* **ASSIGNMENT**: Could you print only the lines from the one containing "Per instance of the small" through the end of the listing below, unchanged?

* **DATA LISTING**:
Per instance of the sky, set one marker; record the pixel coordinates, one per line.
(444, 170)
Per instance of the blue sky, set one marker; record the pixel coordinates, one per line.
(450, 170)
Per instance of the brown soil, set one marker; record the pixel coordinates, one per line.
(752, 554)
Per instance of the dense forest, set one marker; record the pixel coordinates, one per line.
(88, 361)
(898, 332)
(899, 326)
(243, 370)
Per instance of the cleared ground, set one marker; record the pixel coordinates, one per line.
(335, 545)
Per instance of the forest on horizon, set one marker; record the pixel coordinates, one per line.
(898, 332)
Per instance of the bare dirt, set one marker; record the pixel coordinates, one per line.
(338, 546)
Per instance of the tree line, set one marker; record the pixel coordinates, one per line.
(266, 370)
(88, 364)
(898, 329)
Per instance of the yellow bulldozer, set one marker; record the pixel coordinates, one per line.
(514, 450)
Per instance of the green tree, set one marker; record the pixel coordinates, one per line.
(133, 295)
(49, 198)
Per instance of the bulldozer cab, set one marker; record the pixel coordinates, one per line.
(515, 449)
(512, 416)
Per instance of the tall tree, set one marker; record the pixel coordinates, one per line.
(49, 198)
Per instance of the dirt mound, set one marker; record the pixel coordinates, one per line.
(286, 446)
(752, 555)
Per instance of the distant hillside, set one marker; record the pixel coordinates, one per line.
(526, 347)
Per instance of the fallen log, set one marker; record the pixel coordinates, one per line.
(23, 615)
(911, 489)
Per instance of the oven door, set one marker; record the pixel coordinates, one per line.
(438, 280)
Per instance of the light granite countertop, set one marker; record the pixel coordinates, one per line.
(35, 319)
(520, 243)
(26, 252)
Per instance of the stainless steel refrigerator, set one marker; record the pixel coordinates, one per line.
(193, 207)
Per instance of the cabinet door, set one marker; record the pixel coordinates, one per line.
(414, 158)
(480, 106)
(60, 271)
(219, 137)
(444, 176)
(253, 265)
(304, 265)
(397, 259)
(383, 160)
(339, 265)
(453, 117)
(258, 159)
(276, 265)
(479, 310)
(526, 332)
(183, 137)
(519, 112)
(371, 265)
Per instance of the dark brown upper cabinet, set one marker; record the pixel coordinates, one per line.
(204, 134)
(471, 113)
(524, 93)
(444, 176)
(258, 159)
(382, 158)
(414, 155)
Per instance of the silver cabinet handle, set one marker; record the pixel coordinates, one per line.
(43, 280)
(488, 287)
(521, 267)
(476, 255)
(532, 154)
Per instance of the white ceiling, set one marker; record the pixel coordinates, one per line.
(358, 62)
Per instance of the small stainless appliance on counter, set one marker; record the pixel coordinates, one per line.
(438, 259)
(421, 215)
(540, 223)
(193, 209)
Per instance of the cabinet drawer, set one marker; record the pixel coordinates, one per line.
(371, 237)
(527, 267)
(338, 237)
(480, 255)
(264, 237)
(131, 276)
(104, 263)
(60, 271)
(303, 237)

* **RESULT OF THIS EXERCISE**:
Per instance of the small stainless appliance on counter, set one marker; record the pixel coordinates, one per line.
(438, 259)
(421, 215)
(540, 223)
(193, 209)
Per instance of the cabinet drawer, set one marker; record the pixel coordinates, one per line.
(371, 237)
(527, 267)
(338, 237)
(480, 255)
(264, 237)
(131, 276)
(104, 263)
(60, 271)
(303, 237)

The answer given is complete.